-- START OF INPUT MATERIAL --

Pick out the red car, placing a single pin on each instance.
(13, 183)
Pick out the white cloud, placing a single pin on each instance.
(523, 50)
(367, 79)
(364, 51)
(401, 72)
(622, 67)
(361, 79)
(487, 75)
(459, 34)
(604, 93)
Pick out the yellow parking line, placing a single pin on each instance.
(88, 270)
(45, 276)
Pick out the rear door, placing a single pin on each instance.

-- END OF INPUT MATERIAL --
-- START OF INPUT MATERIAL --

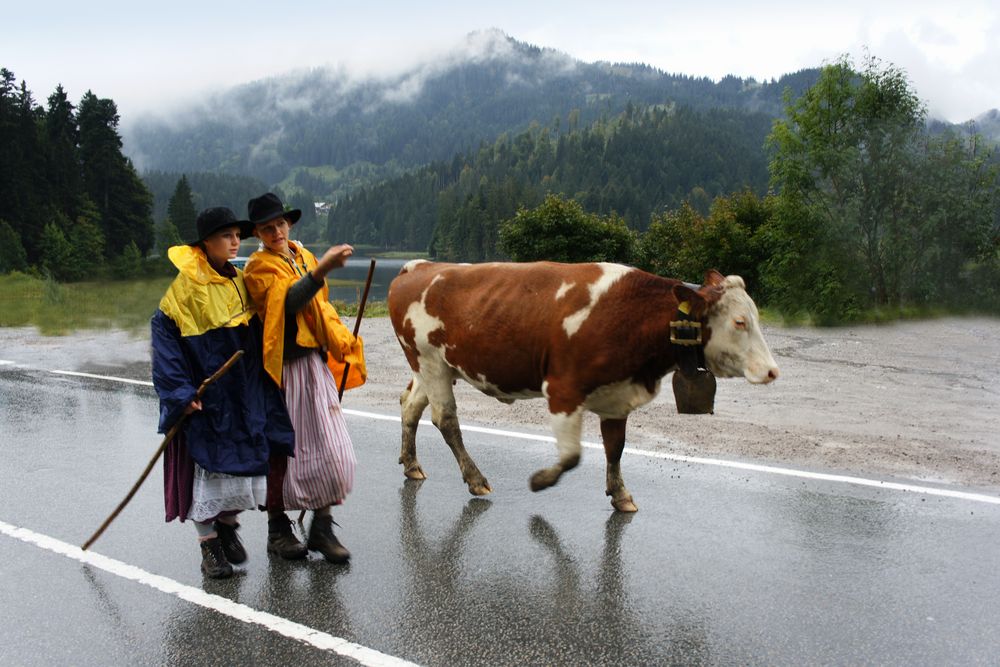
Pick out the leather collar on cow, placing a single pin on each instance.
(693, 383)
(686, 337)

-- END OF INPUT MATERIAL --
-- START OF INPUT MATERIAL --

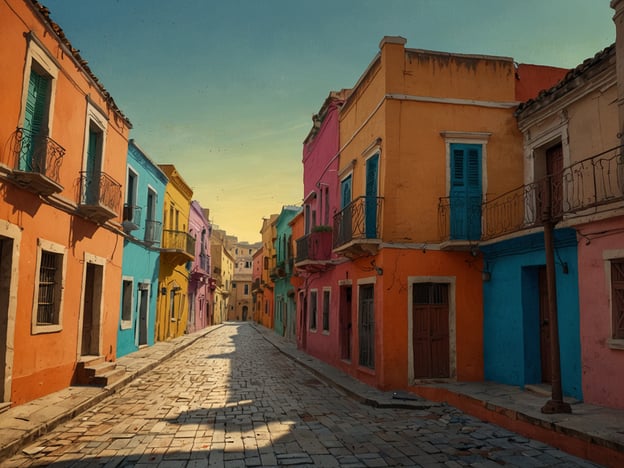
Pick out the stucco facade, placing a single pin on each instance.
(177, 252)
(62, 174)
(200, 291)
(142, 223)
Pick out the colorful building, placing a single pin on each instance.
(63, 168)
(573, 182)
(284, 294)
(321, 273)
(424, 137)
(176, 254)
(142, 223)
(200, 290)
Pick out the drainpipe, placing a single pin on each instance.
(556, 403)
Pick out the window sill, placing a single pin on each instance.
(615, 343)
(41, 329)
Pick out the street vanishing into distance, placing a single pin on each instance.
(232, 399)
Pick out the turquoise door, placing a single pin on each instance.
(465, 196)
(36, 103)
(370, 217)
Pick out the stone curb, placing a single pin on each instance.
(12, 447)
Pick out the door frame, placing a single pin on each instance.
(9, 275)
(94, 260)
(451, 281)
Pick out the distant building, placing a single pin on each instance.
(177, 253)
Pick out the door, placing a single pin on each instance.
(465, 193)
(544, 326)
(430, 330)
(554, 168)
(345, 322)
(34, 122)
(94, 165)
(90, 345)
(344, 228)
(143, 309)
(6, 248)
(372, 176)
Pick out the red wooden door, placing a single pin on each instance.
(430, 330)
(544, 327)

-- END OF INPUT MATERIAL --

→ YOUR INSTRUCTIONS: State how many lines in the items above contain the string "door". Case counts. Reply with the number alone.

→ THE OUTPUT: 5